··· DATASET EXCERPTS

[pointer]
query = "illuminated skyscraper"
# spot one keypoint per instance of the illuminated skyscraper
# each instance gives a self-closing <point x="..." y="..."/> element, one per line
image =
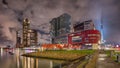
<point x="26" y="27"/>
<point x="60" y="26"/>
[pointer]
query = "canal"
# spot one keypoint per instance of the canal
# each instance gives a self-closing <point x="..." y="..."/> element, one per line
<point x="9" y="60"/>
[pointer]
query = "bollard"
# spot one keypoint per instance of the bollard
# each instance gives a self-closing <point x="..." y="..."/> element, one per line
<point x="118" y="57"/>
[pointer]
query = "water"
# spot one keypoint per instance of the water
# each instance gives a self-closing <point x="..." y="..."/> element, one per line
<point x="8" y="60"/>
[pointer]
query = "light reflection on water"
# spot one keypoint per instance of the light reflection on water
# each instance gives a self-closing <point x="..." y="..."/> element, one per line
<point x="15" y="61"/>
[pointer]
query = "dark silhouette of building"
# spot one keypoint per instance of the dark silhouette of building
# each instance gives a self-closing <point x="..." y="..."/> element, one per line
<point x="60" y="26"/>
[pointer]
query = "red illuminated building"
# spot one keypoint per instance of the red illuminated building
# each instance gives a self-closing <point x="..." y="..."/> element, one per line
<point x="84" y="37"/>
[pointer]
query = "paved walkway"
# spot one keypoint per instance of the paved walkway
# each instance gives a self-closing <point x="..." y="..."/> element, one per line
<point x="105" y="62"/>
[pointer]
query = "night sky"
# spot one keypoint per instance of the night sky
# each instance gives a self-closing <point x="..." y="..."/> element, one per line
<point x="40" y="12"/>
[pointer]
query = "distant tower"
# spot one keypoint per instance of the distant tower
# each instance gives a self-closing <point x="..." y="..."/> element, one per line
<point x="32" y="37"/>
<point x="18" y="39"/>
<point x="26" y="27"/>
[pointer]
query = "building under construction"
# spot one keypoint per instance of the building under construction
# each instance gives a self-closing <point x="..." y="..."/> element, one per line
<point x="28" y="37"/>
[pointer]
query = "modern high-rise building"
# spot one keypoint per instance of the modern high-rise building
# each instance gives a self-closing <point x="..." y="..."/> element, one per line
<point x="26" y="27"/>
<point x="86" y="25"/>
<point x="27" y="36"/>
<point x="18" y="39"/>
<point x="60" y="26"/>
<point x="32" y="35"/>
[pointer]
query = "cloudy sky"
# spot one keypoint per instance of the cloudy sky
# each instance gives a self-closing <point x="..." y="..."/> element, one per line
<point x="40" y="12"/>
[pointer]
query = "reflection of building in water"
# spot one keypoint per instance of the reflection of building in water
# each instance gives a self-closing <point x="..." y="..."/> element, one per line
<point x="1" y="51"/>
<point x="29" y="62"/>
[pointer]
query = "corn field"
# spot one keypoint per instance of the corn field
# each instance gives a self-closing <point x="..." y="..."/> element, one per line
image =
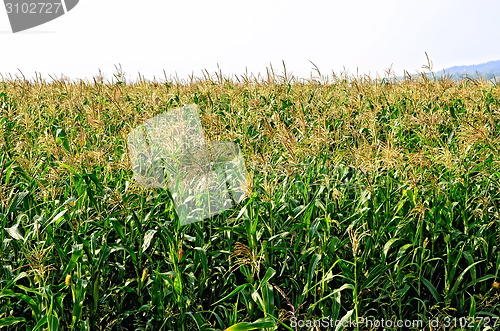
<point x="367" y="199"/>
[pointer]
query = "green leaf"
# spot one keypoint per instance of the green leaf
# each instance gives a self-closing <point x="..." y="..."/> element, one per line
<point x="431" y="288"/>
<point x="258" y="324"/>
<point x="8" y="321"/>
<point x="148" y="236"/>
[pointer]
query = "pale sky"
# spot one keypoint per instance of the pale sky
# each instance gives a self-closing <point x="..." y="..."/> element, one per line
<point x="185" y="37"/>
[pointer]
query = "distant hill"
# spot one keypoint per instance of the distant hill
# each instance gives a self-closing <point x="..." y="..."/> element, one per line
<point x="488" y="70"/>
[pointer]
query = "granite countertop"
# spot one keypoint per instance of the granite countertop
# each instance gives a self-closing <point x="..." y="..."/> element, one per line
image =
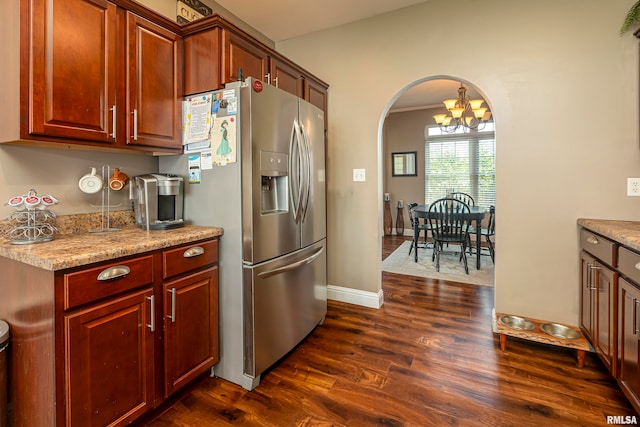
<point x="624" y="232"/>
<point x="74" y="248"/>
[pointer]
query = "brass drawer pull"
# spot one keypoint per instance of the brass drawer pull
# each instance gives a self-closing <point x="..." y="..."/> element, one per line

······

• _WHAT TO WORK ON_
Print the complete listing exactly, apart from any pictures.

• _ANSWER TO THE EXERCISE_
[pointer]
query = "illuminated skyscraper"
# spot one keypoint per instance of the illuminated skyscraper
# each instance gives a self-closing <point x="..." y="..."/> element, one per line
image =
<point x="26" y="27"/>
<point x="60" y="26"/>
[pointer]
query = "canal"
# spot one keypoint per instance of the canal
# each instance gives a self-closing <point x="..." y="..."/> element, one per line
<point x="9" y="60"/>
[pointer]
query = "bollard"
# spot one keypoint per instance of the bollard
# each instance gives a self-closing <point x="..." y="..."/> element, one per line
<point x="118" y="57"/>
[pointer]
query = "water"
# spot one keypoint per instance of the water
# each instance gives a self-closing <point x="..." y="..."/> element, one per line
<point x="8" y="60"/>
[pointer]
query = "light reflection on water"
# spot one keypoint per instance of the light reflection on water
# each instance gives a self-closing <point x="..." y="..."/> element, one per line
<point x="15" y="61"/>
[pointer]
query = "dark silhouette of building"
# spot one keypoint per instance of the dark silhouette of building
# each instance gives a self-closing <point x="..." y="..."/> element, one per line
<point x="60" y="26"/>
[pointer]
query = "red illuminated building"
# spot one keypoint per instance of the red illuminated building
# each instance gives a self-closing <point x="..." y="..."/> element, one per line
<point x="84" y="37"/>
[pointer]
query = "paved walkway"
# spot one keypoint per instance of the paved walkway
# each instance gives a self-closing <point x="..." y="..."/> element, one per line
<point x="105" y="62"/>
[pointer]
query = "night sky"
# spot one keypoint per instance of the night sky
# each instance gives a self-closing <point x="..." y="..."/> element, one per line
<point x="40" y="12"/>
[pointer]
query = "distant tower"
# spot one keypoint per instance of the distant tower
# each instance gives a self-closing <point x="..." y="..."/> element, one per line
<point x="32" y="37"/>
<point x="18" y="39"/>
<point x="26" y="27"/>
[pointer]
query = "building under construction"
# spot one keypoint per instance of the building under construction
# each instance gives a self-closing <point x="..." y="..."/> element, one per line
<point x="28" y="37"/>
[pointer]
query = "modern high-rise building"
# spot one keypoint per instance of the modern high-rise building
# each instance gives a self-closing <point x="..." y="..."/> element, one per line
<point x="26" y="27"/>
<point x="86" y="25"/>
<point x="27" y="36"/>
<point x="18" y="39"/>
<point x="60" y="26"/>
<point x="32" y="35"/>
[pointer]
query = "cloudy sky"
# spot one keypoint per instance of the cloudy sky
# each instance gives a self-closing <point x="..." y="..."/> element, one per line
<point x="40" y="12"/>
[pointer]
query = "reflection of building in water"
# spot one keypoint per instance of the reflection of building in water
# each instance gives a self-closing <point x="..." y="..."/> element, one per line
<point x="1" y="51"/>
<point x="29" y="62"/>
[pointer]
query = "corn field"
# spot one keypoint per instance of the corn field
# each instance gives a self-closing <point x="..." y="..."/> element, one per line
image =
<point x="367" y="199"/>
[pointer]
query = "green leaf"
# spot one keypoint per instance of the green leaf
# each instance gives a self-closing <point x="..." y="..."/> element, one per line
<point x="431" y="288"/>
<point x="258" y="324"/>
<point x="8" y="321"/>
<point x="148" y="236"/>
[pointer]
query = "pale sky"
# spot one keypoint per instance of the pale sky
# each instance gives a self-closing <point x="..." y="..."/> element, one per line
<point x="185" y="37"/>
[pointer]
query = "distant hill"
# spot one keypoint per instance of the distant hill
# each instance gives a self-closing <point x="..." y="..."/> element, one per line
<point x="488" y="70"/>
[pointer]
query = "granite countertop"
# spot one keypoint per instance of the granite countertop
# each instance gives a self-closing <point x="..." y="..."/> element, one per line
image =
<point x="624" y="232"/>
<point x="74" y="248"/>
[pointer]
query = "brass drawer pull"
# spot one keypoint per instance of the brass drawer pull
# each instance gives a self-closing <point x="..." y="..."/> element, one per line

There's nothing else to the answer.